• Exercise goal
Can you retype every record below exactly as written?

• Excerpts of location labeling data
- - - -

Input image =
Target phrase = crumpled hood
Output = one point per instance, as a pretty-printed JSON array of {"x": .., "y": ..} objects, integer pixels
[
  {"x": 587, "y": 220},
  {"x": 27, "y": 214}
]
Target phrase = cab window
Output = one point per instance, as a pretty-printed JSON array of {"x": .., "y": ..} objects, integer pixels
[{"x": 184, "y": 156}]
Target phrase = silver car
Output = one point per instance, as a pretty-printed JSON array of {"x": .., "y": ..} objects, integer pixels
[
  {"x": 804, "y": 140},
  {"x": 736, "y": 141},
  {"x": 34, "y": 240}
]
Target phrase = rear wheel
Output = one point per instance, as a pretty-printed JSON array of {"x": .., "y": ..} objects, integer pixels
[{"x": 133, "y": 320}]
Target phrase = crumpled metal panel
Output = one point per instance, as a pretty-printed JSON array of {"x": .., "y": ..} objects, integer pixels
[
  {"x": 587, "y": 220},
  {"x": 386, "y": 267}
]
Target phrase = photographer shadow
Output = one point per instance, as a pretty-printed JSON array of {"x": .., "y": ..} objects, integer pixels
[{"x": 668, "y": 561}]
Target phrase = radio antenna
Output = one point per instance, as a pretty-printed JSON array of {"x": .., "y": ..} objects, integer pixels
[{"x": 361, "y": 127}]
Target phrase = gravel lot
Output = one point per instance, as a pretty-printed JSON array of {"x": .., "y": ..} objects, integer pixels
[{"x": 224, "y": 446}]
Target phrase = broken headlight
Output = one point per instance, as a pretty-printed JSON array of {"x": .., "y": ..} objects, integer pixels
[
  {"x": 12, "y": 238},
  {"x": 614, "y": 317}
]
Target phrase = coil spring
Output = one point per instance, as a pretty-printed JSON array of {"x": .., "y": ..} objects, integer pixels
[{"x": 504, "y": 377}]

- - - -

• Full output
Input image =
Target phrase = crumpled hood
Output = one point per instance, as a pretty-printed JSON array of {"x": .., "y": ..} objects, integer pixels
[
  {"x": 587, "y": 220},
  {"x": 27, "y": 214}
]
Target phrase = cab window
Output = one point per instance, as a pretty-printed JSON array of {"x": .., "y": ..} objects, integer pixels
[{"x": 184, "y": 156}]
Target phrase = silver car
Output = one point per instance, as a pretty-printed JSON array of {"x": .., "y": ..} objects, integer pixels
[
  {"x": 804, "y": 140},
  {"x": 736, "y": 141},
  {"x": 34, "y": 240}
]
Target phrase = rear wheel
Output = one point per instance, as a pretty-printed JSON array of {"x": .., "y": ..} objects, integer pixels
[{"x": 133, "y": 320}]
Target phrase = crumpled metal panel
Output = one point per instance, as a pretty-printed JSON array of {"x": .., "y": ..} objects, integer pixels
[
  {"x": 587, "y": 220},
  {"x": 386, "y": 267}
]
Target phrase = photographer shadow
Output = one point per instance, as a pretty-printed JSON array of {"x": .., "y": ..} objects, integer pixels
[{"x": 668, "y": 561}]
Target phrase = radio antenna
Output = one point per instance, as a pretty-printed JSON array of {"x": .., "y": ..} objects, integer pixels
[{"x": 361, "y": 127}]
Target phrase = gravel lot
Output = one point per instance, as a pretty-printed JSON array of {"x": .., "y": ..} objects, integer pixels
[{"x": 224, "y": 446}]
Target phrase = broken headlight
Output = one point per instance, as a pretty-printed JSON array of {"x": .., "y": ..} objects, integer pixels
[
  {"x": 12, "y": 238},
  {"x": 614, "y": 317}
]
Target phrase = coil spring
Output = one point per instance, as a pretty-printed JSON array of {"x": .., "y": ..} objects, integer pixels
[{"x": 504, "y": 377}]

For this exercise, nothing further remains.